— EXERCISE REQUIREMENTS —
Render the material below as a Markdown table with the columns Row and Line, giving each non-blank line its own numbered row in order. Leave out blank lines.

═══ DATA SHOWN

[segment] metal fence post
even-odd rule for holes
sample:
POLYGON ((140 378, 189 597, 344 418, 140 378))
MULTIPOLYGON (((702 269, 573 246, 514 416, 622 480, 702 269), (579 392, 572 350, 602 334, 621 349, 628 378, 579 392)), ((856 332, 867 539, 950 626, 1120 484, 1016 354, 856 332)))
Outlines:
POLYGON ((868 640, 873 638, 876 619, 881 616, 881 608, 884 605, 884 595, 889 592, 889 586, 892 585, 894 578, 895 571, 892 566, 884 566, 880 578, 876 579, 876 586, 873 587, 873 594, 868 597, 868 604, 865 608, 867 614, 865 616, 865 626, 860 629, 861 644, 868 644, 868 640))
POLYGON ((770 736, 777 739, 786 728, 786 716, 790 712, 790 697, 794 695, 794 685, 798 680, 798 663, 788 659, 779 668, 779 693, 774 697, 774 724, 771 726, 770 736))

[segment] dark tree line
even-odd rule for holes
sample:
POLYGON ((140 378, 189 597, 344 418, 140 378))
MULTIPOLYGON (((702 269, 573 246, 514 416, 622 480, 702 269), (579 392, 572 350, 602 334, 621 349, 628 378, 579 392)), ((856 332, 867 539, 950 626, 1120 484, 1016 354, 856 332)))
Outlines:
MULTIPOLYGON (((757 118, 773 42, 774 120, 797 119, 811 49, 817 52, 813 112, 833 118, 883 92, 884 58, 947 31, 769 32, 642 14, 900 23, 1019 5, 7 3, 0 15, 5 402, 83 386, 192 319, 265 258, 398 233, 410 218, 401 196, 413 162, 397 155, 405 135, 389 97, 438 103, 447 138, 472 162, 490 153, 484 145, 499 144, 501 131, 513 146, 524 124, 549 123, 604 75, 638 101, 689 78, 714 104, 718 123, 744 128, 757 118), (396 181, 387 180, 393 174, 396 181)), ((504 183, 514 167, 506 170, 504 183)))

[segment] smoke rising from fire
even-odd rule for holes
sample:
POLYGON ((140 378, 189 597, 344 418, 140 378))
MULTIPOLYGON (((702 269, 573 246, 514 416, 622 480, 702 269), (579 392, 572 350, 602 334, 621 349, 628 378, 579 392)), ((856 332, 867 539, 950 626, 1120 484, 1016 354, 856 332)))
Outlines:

══════

— EXPECTED ANSWER —
| Row | Line |
|---|---|
| 1 | [segment] metal fence post |
| 2 | even-odd rule for holes |
| 3 | sample: |
| 4 | POLYGON ((140 378, 189 597, 344 418, 140 378)) |
| 5 | MULTIPOLYGON (((702 269, 573 246, 514 416, 622 480, 702 269), (579 392, 572 350, 602 334, 621 349, 628 378, 579 392)), ((856 332, 867 539, 950 626, 1120 484, 1016 354, 856 332))) |
| 6 | Outlines: |
| 7 | POLYGON ((868 640, 873 638, 876 619, 881 616, 881 608, 884 605, 884 595, 889 592, 889 586, 892 585, 894 578, 895 571, 892 566, 884 566, 880 578, 876 579, 876 586, 873 587, 873 594, 868 597, 868 604, 865 608, 867 614, 865 616, 865 626, 860 629, 861 644, 868 644, 868 640)) |
| 8 | POLYGON ((770 736, 777 739, 786 728, 786 716, 790 712, 790 697, 794 695, 794 685, 798 680, 798 663, 788 659, 779 668, 779 693, 774 697, 774 724, 771 726, 770 736)) |
| 9 | [segment] dark tree line |
| 10 | even-odd rule for holes |
| 11 | sample: |
| 12 | POLYGON ((140 378, 189 597, 344 418, 140 378)) |
| 13 | MULTIPOLYGON (((702 269, 573 246, 514 416, 622 480, 702 269), (579 392, 572 350, 602 334, 621 349, 628 378, 579 392)), ((856 332, 867 539, 950 626, 1120 484, 1016 354, 856 332))) |
| 14 | Outlines: |
| 15 | MULTIPOLYGON (((757 118, 773 42, 774 120, 797 119, 811 49, 817 52, 813 112, 833 118, 883 92, 884 58, 947 31, 769 32, 642 14, 900 23, 1019 5, 7 3, 0 15, 5 402, 83 386, 192 319, 265 258, 398 233, 410 218, 401 196, 413 162, 397 155, 405 135, 389 97, 438 103, 447 138, 472 162, 490 153, 484 145, 499 144, 501 131, 513 146, 524 124, 549 123, 604 75, 638 101, 689 78, 714 104, 718 123, 744 128, 757 118), (396 181, 387 180, 393 174, 396 181)), ((504 183, 514 167, 506 170, 504 183))) |
| 16 | [segment] smoke rising from fire |
| 17 | even-odd rule for holes |
| 18 | sample: |
| 19 | POLYGON ((140 378, 189 597, 344 418, 140 378)) |
| 20 | MULTIPOLYGON (((702 269, 573 246, 514 416, 622 480, 702 269), (579 392, 572 350, 602 334, 621 349, 628 378, 579 392)), ((856 332, 867 539, 950 626, 1120 484, 1016 354, 856 332))) |
| 21 | Outlines: |